> RECORDS FOR THIS TASK:
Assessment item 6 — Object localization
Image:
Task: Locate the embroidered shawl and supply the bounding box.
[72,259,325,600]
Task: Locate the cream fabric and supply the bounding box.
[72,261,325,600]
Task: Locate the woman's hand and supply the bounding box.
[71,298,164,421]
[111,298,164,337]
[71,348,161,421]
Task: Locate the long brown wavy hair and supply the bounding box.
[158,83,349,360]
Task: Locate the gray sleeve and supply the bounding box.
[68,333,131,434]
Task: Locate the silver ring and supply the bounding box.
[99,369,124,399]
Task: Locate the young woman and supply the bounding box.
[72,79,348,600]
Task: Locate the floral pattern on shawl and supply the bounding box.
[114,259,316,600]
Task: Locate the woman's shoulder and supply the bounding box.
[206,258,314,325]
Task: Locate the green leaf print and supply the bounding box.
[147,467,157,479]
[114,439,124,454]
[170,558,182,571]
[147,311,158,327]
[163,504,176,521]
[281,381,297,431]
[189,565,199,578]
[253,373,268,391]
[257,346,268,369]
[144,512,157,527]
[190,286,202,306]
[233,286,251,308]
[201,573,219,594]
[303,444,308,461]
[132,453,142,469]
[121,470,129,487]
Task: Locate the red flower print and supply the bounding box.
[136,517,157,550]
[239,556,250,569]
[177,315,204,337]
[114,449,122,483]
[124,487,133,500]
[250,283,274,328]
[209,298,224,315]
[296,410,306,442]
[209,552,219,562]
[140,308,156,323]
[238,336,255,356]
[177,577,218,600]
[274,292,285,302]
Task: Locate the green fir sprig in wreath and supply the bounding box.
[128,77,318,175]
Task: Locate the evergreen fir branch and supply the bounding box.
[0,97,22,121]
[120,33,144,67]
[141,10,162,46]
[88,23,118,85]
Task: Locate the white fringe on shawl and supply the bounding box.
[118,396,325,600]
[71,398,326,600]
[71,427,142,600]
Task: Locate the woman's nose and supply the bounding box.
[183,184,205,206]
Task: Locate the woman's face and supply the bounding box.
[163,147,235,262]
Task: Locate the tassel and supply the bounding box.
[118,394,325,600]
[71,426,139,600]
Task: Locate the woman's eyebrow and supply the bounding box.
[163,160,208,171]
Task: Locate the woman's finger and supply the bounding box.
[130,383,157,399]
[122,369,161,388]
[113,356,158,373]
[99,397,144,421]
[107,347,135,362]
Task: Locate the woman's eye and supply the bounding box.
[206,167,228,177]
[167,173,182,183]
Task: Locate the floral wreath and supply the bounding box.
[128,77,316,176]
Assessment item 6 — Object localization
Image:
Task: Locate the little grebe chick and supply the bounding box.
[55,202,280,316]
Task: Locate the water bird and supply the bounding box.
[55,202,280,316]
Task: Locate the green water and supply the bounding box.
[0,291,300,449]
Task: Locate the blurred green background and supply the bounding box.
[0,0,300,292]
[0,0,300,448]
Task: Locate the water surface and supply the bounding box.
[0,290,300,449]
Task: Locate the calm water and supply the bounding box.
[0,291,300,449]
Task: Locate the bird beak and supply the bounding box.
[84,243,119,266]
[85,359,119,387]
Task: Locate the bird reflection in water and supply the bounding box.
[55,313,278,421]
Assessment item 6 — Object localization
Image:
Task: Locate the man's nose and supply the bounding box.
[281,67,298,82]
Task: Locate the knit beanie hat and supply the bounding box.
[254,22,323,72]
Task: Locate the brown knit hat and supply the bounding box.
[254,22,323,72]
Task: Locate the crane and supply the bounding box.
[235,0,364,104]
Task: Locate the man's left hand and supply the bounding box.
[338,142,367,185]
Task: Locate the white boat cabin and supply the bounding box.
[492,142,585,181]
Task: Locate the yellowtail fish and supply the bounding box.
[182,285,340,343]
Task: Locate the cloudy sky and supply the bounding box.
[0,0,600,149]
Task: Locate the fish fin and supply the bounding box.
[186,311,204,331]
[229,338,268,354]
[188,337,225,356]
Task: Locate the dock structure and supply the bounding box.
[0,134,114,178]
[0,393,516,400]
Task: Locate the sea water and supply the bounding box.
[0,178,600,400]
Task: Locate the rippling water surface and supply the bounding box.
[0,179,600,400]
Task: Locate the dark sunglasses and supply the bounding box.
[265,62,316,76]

> WHAT THE TASK ASKS: Show each line from the records above that contains the word "shawl", copying those lines in full.

> OUTPUT:
Task: Locate the embroidered shawl and supply the bounding box.
Task: Locate the floral pattern on shawl and supply the bounding box.
Task: Locate the white fringe on shawl and supply the bounding box.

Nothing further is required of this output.